▶ [WHAT YOU WILL DO]:
Before printing the listing, strip out its pictures and keep everything else exact.

[INPUT MATERIAL — start]

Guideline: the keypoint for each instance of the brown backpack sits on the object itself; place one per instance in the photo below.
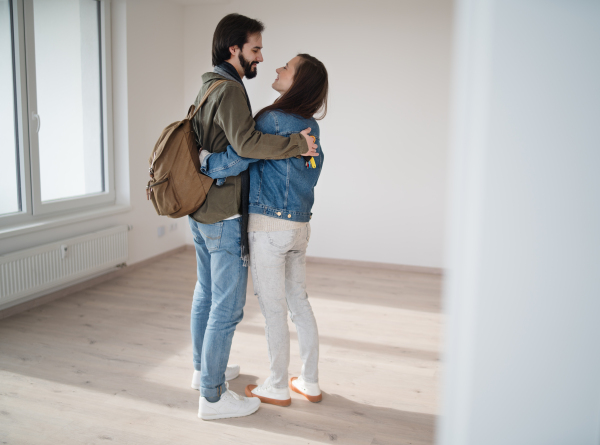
(176, 186)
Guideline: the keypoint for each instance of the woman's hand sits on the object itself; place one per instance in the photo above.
(310, 141)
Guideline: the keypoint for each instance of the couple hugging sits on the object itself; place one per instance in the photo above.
(256, 214)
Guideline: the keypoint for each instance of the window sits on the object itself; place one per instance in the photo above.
(54, 108)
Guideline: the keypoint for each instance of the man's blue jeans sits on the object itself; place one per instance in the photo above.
(219, 299)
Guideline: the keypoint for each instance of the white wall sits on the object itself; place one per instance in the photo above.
(147, 96)
(381, 196)
(522, 361)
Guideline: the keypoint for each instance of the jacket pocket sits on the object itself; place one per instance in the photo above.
(164, 197)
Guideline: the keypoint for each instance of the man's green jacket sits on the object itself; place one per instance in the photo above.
(226, 120)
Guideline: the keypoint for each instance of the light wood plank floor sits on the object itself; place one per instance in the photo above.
(112, 364)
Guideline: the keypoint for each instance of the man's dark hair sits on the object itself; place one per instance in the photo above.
(233, 29)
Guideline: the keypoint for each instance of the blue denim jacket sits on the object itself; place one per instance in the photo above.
(278, 188)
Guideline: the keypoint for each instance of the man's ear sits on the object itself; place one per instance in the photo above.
(233, 50)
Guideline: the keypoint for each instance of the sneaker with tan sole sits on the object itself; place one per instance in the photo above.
(309, 390)
(268, 394)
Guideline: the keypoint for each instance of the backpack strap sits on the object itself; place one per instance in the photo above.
(210, 90)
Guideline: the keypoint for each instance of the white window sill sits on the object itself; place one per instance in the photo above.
(61, 220)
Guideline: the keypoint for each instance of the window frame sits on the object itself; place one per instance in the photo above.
(32, 207)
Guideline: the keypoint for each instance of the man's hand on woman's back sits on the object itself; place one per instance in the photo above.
(312, 146)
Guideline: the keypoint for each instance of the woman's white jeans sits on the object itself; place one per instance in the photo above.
(278, 264)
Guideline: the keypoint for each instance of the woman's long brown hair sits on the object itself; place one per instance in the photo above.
(308, 93)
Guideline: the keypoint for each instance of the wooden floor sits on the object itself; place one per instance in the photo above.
(112, 364)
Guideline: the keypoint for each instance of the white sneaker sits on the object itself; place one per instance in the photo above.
(230, 405)
(231, 373)
(267, 394)
(309, 390)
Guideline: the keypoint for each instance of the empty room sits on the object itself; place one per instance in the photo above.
(278, 222)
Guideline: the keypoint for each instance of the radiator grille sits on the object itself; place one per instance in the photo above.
(31, 271)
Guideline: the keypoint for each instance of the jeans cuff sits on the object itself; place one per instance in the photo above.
(213, 392)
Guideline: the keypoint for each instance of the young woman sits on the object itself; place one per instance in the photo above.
(280, 203)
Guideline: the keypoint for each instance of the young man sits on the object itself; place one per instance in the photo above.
(218, 226)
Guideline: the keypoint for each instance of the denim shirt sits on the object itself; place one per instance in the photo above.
(283, 188)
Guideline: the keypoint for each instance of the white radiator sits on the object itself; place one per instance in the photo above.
(32, 271)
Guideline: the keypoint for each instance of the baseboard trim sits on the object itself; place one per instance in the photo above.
(38, 300)
(375, 265)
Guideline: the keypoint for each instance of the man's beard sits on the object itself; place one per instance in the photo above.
(248, 72)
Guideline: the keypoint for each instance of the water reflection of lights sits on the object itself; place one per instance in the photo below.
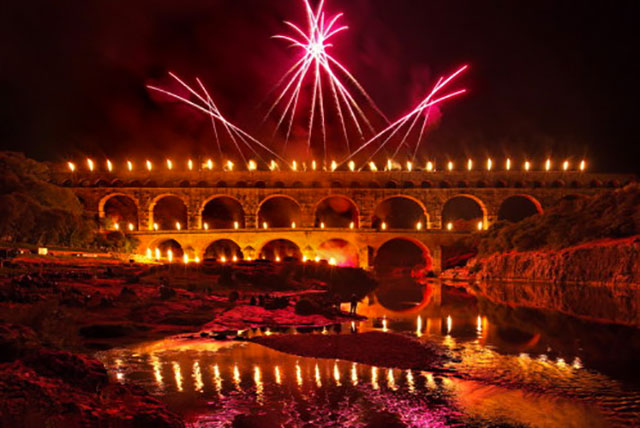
(336, 374)
(317, 376)
(278, 377)
(197, 377)
(410, 382)
(374, 378)
(177, 374)
(217, 379)
(157, 371)
(354, 374)
(236, 377)
(298, 374)
(391, 380)
(257, 378)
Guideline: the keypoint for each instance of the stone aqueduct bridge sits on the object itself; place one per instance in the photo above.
(366, 190)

[INPUT MATERIAL — finish]

▶ [YOUR RESPONSE]:
Guideline: the keypoint for each instance of the brown backpack sits on the object itself; place one per instance in the photo below.
(176, 186)
Guideline: the keypoint for each instance of the woman's hand sits on the object itself; place one per instance in the photo above.
(310, 141)
Guideline: the keypoint for each instance of the couple hugging sits on the object itself; place one per instance in the photo above.
(256, 214)
Guideline: the keypoint for each instance of the window sits on the object itself; place one per instance in the photo above.
(54, 108)
Guideline: the keypoint for each instance of the man's blue jeans sits on the object itself; place one per instance in the photo above.
(219, 299)
Guideline: the keypoint for each instance of the white wall sits on the object itself; place one per instance in the photo above.
(147, 96)
(381, 196)
(522, 361)
Guideline: the keypoint for each instance of the jacket pocket sits on the object itself; place one per instance in the photo above.
(164, 197)
Guideline: the keypoint for each instance of the man's green jacket sits on the object itself; place one per instance in the photo above.
(226, 120)
Guideline: the keypoint for each instance of the light wood plank floor sits on the object itself; place one per instance in the photo above.
(112, 364)
Guideline: the keypoint for each instance of the man's dark hair sits on the object itself; place one per instance in the photo above.
(233, 29)
Guideline: the keypoint for each instance of the blue denim jacket sits on the object itself; place one per instance in the photo above.
(278, 188)
Guideline: the keypoint for each instance of the man's ear sits on the object itself; place one per instance in the photo above.
(233, 50)
Guideline: the keypoint for each instance of the sneaker with tan sole sits on the object itself; place one per instance in the photo above.
(309, 390)
(268, 394)
Guideline: the keypoint for each instance of the backpack strap sits on the object itself; place one per instance in the photo above.
(210, 90)
Guideline: the keypoint for each instance of the white window sill sits on the object itself; place one per instance in the photo above.
(61, 220)
Guideline: the keypoint for each instance of the window frame sits on the object itself; place one per instance in the photo above.
(32, 207)
Guideline: the keypoint for each instance of the man's hand on woman's back sits on the object itself; place one per instance in the photo above.
(312, 146)
Guideline: the keypoint for each instance of the woman's white jeans sits on the object itself; place one per instance in the photo above.
(278, 264)
Guideline: the keypoint for each instance of the woman's long brown hair sits on the object itself; place one per instance in the photo above.
(308, 93)
Guideline: the keypoint for each instance of the wooden floor sits on the object itself; place one per instance in the photo above.
(112, 364)
Guideline: the keypoint for each instance of the white sneaker sits on the object itself; place one per instance in the photo above.
(230, 405)
(231, 373)
(267, 394)
(309, 390)
Guideline: the keypoint for each instance of the empty room sits on the object itself; place one per instance in the photo above.
(278, 222)
Guideline: the keypoint for each instance of the radiator grille sits on the object itself; place one per instance in the photo above.
(31, 271)
Guideline: the keypoint for each instance of the jeans cuff sits on the object itself; place one per instance in the photo above.
(213, 392)
Guideline: the keypoint for each instance of the young woman sits on the object itself; place one per instance in the photo above.
(280, 203)
Guideline: the keypoint for each instance of the young man sits on the object itself; place one per instance in the photo above.
(218, 226)
Guideline: the keypoint for each instance of the denim shirt sits on the object itself; place one per instance in the photo above.
(283, 188)
Guideline: the keypoint for each instance of the white radiator sits on the object itself; place one per instance in the photo above.
(32, 271)
Guideline: the keypoint for each instance of the baseboard trim sits on the object itself; place one per instance in the photo above.
(38, 300)
(375, 265)
Guideline: the keypoint for each instance of the man's beard sits on the object itself; place one per instance in the photo above.
(248, 72)
Guideline: the keypoint for each instance of the water reflection of lights sits on the object itself; place one per instance in the photo below.
(336, 374)
(317, 376)
(278, 377)
(197, 377)
(410, 382)
(374, 378)
(177, 374)
(217, 379)
(157, 371)
(354, 374)
(236, 377)
(298, 374)
(391, 380)
(257, 378)
Guideline: the keypoint for each instance of the stone aqueduct bridge sits on the object itself; place one per instance in the photo above.
(366, 190)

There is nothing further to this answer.